[YOUR GOAL] Copy out each line of the records below that contains the word "snowy". Only lines whose letters match it in case count.

(Collected data entries)
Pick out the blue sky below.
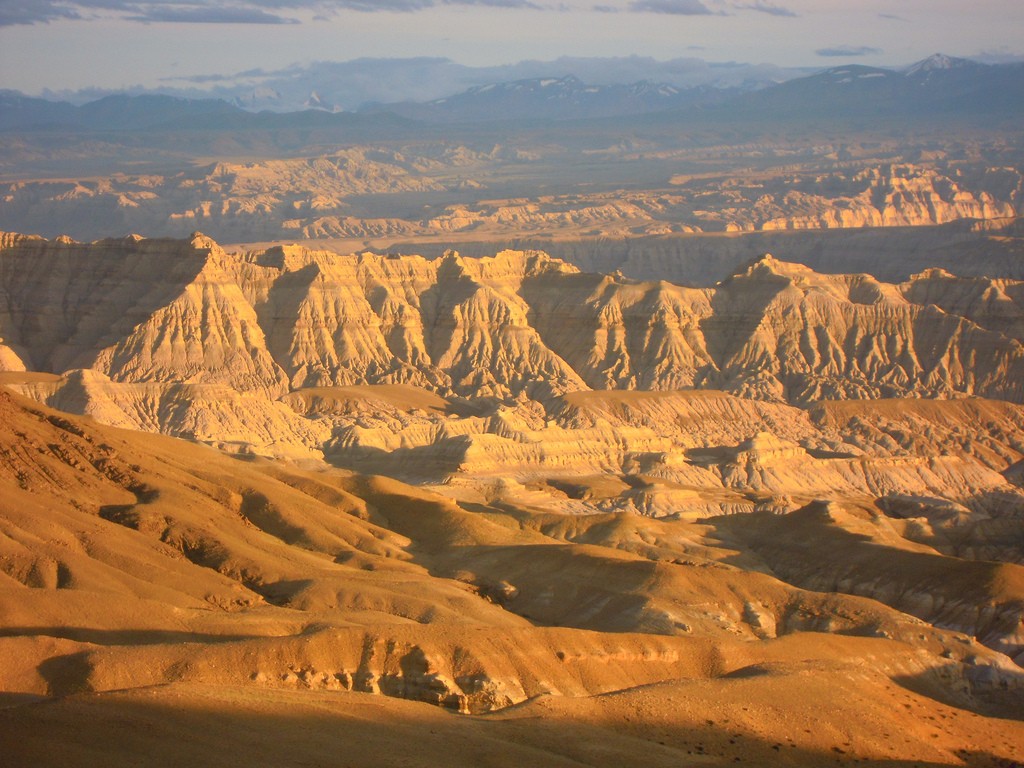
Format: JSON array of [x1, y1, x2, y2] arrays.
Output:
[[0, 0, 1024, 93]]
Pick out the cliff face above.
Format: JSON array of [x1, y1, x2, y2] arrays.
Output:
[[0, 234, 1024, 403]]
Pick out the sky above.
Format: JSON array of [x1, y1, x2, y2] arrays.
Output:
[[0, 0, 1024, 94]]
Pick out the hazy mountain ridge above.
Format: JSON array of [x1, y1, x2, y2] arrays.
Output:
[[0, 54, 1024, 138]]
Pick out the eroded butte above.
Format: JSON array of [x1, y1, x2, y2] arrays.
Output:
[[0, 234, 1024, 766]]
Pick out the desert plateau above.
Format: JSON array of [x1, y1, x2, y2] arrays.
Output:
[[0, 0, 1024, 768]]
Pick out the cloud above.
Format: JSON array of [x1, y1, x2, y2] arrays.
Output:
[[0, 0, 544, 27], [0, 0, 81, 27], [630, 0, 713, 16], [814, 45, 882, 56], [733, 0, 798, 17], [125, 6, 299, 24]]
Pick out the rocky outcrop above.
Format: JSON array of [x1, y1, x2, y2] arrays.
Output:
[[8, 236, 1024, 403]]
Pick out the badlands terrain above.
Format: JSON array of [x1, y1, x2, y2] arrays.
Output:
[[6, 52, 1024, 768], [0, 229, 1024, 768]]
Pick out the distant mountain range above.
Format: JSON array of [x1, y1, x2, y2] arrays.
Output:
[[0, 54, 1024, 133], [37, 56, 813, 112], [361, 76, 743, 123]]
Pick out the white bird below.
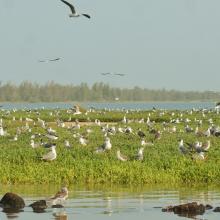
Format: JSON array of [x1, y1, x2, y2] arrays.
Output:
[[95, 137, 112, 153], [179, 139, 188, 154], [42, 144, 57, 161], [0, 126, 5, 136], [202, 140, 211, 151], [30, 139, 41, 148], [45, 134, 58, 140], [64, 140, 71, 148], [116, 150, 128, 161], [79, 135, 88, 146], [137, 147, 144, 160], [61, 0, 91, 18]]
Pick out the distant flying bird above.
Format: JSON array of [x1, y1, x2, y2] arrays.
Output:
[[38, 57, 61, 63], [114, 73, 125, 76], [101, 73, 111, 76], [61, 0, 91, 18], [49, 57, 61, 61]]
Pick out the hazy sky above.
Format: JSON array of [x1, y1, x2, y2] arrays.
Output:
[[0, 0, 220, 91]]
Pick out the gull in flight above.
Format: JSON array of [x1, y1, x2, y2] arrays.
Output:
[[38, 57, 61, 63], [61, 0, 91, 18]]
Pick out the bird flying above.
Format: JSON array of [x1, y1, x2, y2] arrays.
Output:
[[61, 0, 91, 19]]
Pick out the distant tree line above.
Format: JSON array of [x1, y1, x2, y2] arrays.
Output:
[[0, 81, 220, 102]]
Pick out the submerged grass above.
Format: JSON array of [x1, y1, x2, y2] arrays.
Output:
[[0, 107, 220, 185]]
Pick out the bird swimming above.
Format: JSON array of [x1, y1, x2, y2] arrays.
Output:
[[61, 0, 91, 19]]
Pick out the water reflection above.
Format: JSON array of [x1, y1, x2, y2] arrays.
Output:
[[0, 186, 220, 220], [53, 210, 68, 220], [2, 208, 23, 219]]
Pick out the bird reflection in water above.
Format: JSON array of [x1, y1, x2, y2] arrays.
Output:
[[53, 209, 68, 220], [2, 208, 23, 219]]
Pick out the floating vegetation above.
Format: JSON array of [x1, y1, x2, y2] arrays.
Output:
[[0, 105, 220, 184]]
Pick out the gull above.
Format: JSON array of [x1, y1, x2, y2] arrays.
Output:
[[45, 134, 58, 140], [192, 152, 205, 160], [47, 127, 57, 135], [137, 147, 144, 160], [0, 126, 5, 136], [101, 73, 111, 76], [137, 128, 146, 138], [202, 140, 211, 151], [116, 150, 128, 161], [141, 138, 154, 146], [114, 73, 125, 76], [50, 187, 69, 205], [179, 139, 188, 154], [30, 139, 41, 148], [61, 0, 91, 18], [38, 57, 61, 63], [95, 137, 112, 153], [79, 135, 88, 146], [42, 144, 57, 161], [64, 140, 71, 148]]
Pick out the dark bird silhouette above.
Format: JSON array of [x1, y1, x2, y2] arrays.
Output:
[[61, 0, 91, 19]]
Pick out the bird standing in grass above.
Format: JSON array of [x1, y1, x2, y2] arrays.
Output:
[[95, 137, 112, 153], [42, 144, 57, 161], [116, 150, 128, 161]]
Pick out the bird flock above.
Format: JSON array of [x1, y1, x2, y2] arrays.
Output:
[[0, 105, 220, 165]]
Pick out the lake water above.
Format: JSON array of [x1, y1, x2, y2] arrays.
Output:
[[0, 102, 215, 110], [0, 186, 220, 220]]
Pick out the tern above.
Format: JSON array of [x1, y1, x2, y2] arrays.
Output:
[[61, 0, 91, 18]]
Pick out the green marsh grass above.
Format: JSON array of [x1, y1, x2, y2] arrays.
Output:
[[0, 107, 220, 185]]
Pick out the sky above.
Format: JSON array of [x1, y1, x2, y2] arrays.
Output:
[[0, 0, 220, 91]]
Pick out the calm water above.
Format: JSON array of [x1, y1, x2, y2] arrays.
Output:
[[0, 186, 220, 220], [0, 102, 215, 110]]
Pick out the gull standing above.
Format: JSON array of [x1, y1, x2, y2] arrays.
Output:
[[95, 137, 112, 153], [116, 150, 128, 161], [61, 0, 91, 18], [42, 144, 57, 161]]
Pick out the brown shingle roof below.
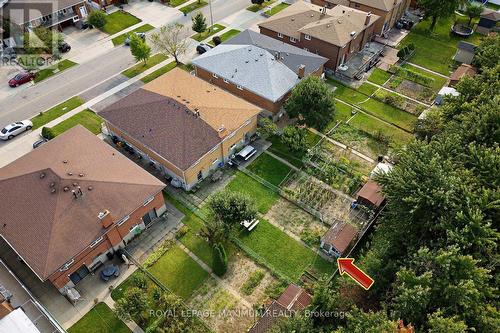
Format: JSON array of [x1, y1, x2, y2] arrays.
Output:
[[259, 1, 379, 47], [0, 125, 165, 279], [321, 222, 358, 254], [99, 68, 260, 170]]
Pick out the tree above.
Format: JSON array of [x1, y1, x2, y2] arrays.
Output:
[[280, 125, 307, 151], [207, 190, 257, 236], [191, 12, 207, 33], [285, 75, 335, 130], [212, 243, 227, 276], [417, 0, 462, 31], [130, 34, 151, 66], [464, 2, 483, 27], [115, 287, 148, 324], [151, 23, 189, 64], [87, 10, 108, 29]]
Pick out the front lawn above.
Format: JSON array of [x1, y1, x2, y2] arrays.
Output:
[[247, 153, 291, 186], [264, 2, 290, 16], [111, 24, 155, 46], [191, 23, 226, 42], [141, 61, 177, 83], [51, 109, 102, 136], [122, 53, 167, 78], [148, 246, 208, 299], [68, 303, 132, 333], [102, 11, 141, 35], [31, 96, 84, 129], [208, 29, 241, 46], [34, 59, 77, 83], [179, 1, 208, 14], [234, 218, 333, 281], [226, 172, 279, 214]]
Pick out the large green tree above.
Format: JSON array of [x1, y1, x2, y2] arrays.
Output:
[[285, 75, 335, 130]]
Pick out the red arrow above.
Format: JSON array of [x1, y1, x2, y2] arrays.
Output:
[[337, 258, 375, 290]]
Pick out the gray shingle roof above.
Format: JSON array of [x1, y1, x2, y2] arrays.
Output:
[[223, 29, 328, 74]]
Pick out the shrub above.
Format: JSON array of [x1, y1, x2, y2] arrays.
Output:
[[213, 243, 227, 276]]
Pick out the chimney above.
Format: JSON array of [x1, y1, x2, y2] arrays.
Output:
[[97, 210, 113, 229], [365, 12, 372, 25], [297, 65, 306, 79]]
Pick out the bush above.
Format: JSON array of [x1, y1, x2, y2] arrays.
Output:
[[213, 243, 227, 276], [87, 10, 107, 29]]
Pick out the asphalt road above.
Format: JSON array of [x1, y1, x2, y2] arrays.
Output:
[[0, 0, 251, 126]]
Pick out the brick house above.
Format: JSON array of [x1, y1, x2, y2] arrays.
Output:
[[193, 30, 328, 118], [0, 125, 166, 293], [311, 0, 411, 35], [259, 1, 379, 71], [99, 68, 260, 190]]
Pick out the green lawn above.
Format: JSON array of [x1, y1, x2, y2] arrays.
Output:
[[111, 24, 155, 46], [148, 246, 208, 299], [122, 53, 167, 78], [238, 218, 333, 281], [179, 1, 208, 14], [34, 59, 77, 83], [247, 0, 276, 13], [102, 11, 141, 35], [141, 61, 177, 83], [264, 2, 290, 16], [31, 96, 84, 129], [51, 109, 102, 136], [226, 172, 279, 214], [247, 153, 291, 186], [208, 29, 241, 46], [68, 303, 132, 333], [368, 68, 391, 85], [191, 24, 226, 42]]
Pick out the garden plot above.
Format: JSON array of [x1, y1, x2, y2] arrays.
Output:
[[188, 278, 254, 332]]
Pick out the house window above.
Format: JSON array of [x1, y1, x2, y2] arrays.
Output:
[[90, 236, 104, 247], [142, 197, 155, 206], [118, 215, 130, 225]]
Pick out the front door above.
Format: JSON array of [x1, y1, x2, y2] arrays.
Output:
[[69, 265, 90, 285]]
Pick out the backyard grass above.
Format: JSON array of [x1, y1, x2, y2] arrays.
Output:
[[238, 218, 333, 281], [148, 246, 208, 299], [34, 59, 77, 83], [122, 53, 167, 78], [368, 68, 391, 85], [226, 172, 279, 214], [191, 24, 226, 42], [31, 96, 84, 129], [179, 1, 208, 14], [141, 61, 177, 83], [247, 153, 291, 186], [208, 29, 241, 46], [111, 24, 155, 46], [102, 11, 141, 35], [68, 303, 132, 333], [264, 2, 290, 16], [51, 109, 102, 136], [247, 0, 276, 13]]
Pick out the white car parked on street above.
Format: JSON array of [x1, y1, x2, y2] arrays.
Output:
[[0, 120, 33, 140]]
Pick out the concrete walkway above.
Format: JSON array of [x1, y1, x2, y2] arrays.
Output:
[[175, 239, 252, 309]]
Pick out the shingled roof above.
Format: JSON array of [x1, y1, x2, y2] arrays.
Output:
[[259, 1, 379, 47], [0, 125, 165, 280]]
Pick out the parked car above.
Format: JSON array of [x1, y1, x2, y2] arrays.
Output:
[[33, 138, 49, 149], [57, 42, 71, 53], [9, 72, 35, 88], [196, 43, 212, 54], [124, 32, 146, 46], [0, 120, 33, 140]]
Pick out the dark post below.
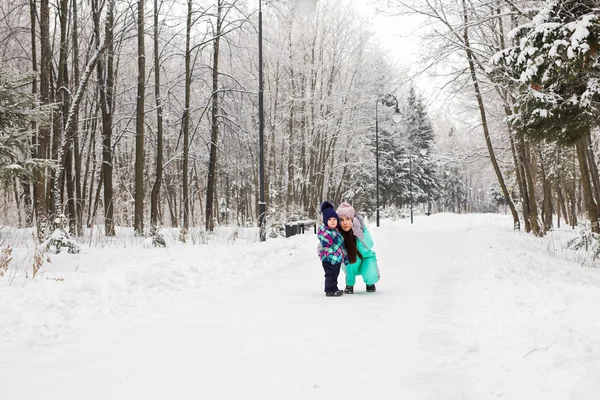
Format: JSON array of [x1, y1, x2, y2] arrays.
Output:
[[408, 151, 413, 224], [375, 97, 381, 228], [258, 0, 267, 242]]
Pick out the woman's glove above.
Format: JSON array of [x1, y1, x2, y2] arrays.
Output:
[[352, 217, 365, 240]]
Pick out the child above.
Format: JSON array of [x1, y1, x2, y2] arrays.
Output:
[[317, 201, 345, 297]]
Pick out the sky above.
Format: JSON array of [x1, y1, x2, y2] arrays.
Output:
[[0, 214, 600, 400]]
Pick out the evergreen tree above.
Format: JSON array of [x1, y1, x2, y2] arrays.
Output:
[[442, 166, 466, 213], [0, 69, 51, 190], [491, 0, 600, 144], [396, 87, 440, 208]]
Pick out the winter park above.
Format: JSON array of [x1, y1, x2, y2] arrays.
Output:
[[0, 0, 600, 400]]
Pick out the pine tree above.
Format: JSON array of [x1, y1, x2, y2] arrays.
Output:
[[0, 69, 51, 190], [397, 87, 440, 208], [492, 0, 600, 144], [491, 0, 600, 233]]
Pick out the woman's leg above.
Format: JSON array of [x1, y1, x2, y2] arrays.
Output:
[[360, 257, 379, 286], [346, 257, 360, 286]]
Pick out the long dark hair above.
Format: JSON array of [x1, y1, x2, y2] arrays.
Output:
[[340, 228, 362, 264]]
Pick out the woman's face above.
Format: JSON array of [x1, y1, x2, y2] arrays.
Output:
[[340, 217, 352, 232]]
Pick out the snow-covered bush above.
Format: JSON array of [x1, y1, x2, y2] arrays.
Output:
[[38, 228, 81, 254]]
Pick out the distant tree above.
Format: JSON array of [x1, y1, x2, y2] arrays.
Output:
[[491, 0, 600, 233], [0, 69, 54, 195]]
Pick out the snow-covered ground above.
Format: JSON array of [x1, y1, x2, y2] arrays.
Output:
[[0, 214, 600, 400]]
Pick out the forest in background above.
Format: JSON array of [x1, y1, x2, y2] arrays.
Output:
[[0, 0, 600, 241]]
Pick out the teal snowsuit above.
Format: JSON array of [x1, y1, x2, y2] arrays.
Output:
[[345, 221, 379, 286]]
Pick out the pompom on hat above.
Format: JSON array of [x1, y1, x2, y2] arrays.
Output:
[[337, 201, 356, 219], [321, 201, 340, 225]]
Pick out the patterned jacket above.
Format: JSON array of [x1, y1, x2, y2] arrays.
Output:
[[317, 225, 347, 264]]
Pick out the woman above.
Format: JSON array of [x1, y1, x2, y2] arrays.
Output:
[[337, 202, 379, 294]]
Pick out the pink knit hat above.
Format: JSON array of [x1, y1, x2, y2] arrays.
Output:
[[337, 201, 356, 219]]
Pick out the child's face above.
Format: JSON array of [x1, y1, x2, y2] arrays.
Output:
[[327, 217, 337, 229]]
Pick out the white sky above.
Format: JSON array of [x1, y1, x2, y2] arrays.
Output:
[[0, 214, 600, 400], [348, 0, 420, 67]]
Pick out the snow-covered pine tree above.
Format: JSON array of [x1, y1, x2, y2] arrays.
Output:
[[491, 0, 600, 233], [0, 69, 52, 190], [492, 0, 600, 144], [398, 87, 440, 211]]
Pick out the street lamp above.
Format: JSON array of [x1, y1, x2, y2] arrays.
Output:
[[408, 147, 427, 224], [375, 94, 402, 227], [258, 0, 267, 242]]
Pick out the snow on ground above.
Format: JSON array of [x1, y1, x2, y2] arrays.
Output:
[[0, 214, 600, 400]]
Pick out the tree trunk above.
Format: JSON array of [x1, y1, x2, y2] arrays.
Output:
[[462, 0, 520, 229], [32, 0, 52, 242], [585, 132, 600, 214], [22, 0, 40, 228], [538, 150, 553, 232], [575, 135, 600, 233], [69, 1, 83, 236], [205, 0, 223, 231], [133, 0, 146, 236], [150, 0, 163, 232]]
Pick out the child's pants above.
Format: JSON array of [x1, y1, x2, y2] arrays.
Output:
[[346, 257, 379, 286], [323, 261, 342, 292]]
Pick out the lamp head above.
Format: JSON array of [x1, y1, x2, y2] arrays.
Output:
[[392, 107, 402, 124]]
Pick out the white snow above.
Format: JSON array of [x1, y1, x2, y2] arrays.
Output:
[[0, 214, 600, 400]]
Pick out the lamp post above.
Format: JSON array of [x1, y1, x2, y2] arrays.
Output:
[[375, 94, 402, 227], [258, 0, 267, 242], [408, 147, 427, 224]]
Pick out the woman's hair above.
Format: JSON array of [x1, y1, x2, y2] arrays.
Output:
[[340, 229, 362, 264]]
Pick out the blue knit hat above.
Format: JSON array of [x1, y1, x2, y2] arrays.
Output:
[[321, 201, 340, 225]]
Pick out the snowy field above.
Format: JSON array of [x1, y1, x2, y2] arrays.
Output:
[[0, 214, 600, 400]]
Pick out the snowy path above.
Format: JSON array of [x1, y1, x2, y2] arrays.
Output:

[SOLUTION FOR THIS TASK]
Pick out the snowy field above.
Pick out the snowy path above.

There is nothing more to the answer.